Given request: Put the lines of the listing below into a JSON list of strings, one string per line with blank lines omitted, starting at the line that contains "instance: [(47, 285)]" and ending at the line that contains "[(254, 190)]", both included. Leave out every other line.

(Excerpt from a dataset)
-*-
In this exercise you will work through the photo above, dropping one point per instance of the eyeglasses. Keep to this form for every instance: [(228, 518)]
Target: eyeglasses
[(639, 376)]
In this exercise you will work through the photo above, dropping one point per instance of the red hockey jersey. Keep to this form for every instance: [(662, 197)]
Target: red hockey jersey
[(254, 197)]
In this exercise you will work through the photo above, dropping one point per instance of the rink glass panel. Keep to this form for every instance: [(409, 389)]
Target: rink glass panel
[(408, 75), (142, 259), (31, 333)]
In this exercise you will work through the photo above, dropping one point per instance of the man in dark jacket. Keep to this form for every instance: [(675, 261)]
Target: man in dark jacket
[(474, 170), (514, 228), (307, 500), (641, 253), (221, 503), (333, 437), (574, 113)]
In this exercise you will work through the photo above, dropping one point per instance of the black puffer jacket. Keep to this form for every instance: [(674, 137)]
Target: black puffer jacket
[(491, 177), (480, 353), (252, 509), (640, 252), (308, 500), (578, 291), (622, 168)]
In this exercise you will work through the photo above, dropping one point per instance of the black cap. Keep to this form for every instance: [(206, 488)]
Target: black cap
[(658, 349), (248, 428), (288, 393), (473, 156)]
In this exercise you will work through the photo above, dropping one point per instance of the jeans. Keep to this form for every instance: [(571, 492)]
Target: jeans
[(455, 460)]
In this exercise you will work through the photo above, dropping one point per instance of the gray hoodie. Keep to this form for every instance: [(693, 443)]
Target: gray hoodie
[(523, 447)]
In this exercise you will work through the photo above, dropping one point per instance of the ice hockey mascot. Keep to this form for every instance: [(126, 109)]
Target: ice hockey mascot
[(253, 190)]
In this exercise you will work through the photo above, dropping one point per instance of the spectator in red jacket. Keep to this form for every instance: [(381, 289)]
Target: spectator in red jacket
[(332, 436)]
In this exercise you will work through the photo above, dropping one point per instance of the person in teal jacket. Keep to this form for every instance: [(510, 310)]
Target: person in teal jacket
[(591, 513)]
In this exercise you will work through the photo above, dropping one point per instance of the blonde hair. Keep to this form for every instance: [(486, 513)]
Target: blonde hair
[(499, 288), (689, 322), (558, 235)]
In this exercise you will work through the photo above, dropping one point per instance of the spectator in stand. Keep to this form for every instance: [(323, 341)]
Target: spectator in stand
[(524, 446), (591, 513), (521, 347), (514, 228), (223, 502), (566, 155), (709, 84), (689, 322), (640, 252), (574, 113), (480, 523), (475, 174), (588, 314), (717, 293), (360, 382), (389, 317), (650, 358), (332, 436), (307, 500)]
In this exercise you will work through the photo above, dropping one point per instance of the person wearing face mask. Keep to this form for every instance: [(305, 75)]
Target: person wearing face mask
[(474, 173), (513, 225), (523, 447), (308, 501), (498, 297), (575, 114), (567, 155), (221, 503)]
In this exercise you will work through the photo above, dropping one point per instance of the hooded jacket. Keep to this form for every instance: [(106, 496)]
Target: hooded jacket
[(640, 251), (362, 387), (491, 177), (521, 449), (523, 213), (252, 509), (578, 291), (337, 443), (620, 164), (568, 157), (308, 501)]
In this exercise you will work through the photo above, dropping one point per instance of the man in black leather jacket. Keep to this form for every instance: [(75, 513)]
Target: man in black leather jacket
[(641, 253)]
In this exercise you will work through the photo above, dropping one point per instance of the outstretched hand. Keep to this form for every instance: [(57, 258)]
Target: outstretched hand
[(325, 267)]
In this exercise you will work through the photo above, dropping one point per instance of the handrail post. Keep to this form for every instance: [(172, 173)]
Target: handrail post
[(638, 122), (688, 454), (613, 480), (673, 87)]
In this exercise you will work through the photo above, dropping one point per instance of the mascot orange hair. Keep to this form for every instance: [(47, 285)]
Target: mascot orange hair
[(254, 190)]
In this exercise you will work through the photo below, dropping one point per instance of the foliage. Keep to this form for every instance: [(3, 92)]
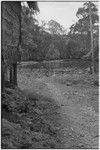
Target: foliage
[(80, 31)]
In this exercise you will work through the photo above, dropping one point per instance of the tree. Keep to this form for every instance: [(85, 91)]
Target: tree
[(55, 28), (81, 29), (11, 37)]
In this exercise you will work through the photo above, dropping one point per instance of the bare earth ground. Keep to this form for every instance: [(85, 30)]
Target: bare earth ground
[(77, 99)]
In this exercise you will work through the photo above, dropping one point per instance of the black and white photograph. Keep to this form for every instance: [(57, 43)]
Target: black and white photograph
[(50, 74)]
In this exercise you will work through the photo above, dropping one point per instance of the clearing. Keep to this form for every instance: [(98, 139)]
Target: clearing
[(77, 99)]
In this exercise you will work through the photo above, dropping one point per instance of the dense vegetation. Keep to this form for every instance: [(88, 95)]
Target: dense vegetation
[(51, 40)]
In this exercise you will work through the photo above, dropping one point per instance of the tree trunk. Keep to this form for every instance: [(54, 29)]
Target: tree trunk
[(91, 30), (11, 74), (2, 79), (15, 74)]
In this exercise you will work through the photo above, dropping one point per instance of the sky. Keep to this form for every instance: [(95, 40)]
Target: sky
[(62, 12)]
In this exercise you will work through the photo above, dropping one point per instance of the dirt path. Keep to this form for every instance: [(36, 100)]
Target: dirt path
[(79, 123), (78, 110)]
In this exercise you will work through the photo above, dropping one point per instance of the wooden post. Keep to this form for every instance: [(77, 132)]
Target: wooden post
[(15, 74), (11, 74), (91, 30)]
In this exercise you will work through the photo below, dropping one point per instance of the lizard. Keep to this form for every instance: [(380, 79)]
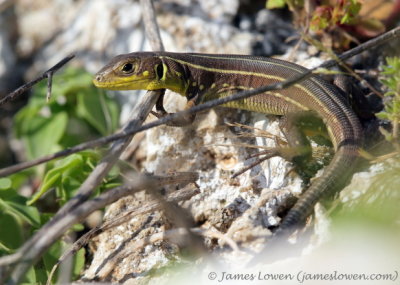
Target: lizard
[(203, 77)]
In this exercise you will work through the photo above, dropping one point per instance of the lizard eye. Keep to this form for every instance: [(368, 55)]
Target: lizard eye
[(127, 68)]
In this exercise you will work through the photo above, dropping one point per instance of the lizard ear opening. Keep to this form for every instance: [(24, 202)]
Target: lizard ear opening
[(160, 71), (128, 68)]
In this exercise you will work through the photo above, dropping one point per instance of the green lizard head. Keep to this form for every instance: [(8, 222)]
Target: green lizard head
[(139, 70), (132, 71)]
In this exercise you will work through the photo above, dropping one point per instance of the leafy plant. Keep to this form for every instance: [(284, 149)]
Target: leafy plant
[(391, 79), (336, 23), (77, 112)]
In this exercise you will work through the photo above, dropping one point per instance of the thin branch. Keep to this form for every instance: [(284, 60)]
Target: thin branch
[(205, 106), (151, 206), (47, 74), (43, 238), (77, 214)]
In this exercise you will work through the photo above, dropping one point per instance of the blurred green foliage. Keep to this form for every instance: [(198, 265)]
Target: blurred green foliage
[(77, 112)]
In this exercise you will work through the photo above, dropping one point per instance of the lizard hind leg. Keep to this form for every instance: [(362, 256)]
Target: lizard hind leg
[(296, 128)]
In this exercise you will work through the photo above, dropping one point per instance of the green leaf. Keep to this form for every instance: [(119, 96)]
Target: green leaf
[(53, 177), (79, 263), (10, 231), (19, 209), (40, 134), (5, 183), (275, 4), (101, 112)]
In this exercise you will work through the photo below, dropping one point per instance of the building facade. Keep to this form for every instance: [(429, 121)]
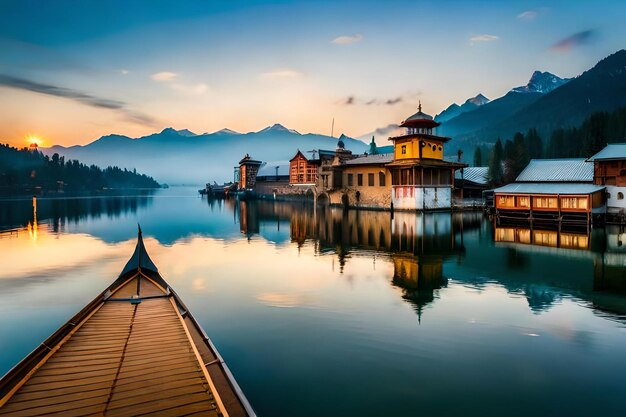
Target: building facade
[(420, 178), (561, 190), (610, 171), (248, 169)]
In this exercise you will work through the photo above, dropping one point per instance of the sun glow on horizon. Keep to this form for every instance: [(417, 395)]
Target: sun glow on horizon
[(34, 139)]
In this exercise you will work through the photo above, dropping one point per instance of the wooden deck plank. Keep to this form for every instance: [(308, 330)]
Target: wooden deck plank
[(158, 405), (128, 359), (35, 395), (52, 408), (21, 404)]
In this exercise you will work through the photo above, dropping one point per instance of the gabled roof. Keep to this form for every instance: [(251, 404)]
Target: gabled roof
[(296, 155), (381, 158), (269, 169), (477, 175), (548, 188), (612, 151), (557, 170)]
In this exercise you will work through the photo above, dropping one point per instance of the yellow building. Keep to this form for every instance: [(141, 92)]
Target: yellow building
[(421, 178)]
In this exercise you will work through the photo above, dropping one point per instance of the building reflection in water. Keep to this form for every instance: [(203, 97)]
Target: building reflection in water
[(417, 245), (542, 265)]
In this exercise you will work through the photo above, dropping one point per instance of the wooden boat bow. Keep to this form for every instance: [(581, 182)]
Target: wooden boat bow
[(134, 350)]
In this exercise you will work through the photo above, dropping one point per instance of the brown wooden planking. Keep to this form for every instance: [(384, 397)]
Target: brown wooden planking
[(158, 405), (158, 372), (35, 395), (18, 404), (143, 388), (52, 408)]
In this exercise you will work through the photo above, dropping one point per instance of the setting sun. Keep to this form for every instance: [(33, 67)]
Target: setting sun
[(34, 140)]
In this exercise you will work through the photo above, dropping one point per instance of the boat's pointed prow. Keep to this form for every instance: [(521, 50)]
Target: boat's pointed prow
[(140, 259)]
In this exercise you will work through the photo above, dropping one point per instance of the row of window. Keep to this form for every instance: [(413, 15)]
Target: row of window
[(370, 180), (427, 176), (510, 201)]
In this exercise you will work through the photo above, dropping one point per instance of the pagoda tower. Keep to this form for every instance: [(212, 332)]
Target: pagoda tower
[(421, 178)]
-*-
Reply:
[
  "In this exercise you will work through the photo above, dropping one point per instance of the mascot orange hair. Keep to this form for every instance: [(47, 285)]",
  "Target: mascot orange hair",
  "[(254, 190)]"
]